**Aim**
Locate every line of the material below that contains the string "baseball", treating case as significant, and copy each such line in full.

**Material for the task**

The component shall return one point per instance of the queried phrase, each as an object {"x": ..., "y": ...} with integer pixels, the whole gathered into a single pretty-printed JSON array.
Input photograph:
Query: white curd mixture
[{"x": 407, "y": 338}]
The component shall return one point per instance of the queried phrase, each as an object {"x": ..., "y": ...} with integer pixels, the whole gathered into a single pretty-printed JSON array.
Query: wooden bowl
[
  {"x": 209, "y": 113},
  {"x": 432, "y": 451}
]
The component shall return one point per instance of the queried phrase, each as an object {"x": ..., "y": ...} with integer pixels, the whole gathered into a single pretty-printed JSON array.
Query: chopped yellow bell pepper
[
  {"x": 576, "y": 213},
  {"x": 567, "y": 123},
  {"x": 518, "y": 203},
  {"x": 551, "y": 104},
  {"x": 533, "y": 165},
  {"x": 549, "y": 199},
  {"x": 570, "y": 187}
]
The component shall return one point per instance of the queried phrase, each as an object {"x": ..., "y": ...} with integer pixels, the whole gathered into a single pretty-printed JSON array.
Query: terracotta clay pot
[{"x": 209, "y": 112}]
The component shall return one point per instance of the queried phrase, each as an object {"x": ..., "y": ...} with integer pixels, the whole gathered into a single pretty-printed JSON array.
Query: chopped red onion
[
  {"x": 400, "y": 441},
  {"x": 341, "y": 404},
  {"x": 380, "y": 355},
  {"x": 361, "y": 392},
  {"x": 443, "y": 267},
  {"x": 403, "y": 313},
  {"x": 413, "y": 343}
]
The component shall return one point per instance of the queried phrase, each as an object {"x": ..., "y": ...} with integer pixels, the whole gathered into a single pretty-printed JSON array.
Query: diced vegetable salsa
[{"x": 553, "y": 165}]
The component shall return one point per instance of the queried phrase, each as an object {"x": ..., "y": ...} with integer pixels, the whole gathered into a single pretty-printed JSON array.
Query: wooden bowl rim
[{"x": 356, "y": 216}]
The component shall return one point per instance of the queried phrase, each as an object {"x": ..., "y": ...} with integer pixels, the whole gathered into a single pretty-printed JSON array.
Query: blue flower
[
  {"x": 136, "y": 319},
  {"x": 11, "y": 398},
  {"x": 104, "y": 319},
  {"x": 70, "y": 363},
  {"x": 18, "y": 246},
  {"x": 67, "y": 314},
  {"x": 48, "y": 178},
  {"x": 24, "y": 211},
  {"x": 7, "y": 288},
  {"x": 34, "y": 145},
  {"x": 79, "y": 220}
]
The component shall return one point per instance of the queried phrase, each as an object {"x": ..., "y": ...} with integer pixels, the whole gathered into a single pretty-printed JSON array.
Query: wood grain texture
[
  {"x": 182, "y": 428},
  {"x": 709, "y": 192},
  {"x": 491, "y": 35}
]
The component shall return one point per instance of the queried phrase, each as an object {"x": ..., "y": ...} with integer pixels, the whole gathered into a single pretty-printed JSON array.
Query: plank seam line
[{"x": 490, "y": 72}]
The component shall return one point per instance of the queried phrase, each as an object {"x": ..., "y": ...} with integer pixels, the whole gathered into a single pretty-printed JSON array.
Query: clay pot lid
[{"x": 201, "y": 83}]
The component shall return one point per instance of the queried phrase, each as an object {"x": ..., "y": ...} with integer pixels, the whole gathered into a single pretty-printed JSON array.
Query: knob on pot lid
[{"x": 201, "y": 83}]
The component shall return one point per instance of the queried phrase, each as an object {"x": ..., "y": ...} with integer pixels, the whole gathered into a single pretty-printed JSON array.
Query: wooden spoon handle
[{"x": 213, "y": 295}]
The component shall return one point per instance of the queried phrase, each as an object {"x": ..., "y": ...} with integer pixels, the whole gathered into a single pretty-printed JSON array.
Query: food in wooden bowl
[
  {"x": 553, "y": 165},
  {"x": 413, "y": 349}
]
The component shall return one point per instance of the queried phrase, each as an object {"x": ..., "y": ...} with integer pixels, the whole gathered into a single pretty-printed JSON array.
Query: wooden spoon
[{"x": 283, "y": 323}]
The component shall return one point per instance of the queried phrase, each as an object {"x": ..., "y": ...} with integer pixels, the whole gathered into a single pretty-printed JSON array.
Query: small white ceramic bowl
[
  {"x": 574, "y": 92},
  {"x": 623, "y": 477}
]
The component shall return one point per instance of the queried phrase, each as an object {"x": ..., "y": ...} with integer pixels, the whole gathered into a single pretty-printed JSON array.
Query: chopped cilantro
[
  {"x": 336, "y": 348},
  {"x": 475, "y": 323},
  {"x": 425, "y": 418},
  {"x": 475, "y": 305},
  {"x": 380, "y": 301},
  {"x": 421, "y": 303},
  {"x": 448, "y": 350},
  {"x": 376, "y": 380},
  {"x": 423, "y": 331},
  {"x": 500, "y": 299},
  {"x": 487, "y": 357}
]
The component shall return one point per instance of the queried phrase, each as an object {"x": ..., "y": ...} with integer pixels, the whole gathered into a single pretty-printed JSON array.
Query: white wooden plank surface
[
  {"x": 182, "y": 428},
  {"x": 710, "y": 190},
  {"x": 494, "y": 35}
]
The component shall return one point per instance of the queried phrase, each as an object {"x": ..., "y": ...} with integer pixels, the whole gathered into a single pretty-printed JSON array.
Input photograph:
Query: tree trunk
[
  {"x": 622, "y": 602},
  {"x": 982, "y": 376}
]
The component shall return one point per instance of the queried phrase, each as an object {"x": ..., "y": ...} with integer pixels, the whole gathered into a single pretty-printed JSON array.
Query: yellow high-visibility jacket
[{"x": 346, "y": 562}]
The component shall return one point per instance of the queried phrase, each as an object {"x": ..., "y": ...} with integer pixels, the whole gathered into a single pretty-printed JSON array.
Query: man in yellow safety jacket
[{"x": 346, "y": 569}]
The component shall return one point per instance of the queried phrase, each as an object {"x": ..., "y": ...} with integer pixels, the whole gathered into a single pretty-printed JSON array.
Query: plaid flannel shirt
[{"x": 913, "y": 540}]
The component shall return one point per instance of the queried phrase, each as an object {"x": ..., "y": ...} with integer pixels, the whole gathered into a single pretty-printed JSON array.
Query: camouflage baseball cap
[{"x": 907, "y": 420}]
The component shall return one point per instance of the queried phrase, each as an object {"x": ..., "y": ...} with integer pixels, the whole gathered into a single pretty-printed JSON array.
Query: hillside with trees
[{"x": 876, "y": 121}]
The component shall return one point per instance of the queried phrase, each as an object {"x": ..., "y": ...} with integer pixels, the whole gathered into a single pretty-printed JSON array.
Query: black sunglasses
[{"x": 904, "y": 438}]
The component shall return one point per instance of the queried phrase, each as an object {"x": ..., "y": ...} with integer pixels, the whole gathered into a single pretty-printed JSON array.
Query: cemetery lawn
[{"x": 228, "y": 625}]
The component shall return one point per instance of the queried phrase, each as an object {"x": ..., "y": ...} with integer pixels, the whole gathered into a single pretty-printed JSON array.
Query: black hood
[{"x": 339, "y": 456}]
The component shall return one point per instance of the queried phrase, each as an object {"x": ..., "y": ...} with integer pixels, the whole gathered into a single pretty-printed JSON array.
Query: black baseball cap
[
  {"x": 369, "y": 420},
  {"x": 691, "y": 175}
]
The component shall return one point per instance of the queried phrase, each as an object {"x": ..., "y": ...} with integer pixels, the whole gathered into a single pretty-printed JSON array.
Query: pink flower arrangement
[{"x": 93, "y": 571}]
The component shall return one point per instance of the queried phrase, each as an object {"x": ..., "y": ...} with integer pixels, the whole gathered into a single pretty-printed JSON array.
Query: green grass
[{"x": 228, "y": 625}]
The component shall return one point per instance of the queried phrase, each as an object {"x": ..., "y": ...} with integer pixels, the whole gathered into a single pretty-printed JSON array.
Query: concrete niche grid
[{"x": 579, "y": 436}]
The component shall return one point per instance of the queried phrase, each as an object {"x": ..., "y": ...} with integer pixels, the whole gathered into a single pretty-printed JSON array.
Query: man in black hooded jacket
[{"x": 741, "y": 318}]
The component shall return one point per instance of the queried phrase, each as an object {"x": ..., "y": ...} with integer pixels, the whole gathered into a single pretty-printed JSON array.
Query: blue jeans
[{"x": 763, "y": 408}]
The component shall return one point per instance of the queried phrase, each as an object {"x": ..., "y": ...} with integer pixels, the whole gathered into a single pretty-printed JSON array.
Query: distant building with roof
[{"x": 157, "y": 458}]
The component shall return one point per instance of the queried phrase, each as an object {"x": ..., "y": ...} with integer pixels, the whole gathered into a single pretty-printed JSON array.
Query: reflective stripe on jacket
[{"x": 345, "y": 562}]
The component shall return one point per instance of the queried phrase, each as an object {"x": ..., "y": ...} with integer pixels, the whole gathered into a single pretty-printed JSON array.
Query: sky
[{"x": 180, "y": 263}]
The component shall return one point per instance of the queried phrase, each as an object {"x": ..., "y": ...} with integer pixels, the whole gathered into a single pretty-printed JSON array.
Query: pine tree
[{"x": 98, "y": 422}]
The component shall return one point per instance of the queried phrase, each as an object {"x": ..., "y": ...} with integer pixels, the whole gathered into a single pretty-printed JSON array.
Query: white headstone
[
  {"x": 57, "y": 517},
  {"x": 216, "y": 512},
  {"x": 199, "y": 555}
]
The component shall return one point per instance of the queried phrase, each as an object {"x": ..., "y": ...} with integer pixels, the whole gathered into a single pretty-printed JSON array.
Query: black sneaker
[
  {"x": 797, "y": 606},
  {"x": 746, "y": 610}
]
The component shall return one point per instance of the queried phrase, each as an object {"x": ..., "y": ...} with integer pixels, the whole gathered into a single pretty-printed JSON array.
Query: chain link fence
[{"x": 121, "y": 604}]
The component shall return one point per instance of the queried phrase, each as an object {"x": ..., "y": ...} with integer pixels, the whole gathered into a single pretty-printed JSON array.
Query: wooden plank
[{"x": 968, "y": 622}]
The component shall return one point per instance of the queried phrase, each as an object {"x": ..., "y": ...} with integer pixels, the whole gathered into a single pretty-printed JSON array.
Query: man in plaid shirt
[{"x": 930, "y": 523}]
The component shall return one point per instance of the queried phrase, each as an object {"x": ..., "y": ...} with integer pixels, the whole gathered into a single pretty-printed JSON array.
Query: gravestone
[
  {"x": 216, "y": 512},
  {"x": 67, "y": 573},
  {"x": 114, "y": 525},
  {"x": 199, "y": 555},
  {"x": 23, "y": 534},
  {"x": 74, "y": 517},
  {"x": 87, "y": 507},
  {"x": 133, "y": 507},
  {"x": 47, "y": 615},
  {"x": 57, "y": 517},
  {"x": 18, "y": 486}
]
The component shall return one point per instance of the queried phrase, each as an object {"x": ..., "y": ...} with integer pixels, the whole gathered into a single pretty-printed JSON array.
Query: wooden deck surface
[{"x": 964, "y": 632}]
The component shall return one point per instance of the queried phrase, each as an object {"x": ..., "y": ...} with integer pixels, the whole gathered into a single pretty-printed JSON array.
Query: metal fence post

**Solution to the problem**
Query: camouflage baseball cap
Query: black baseball cap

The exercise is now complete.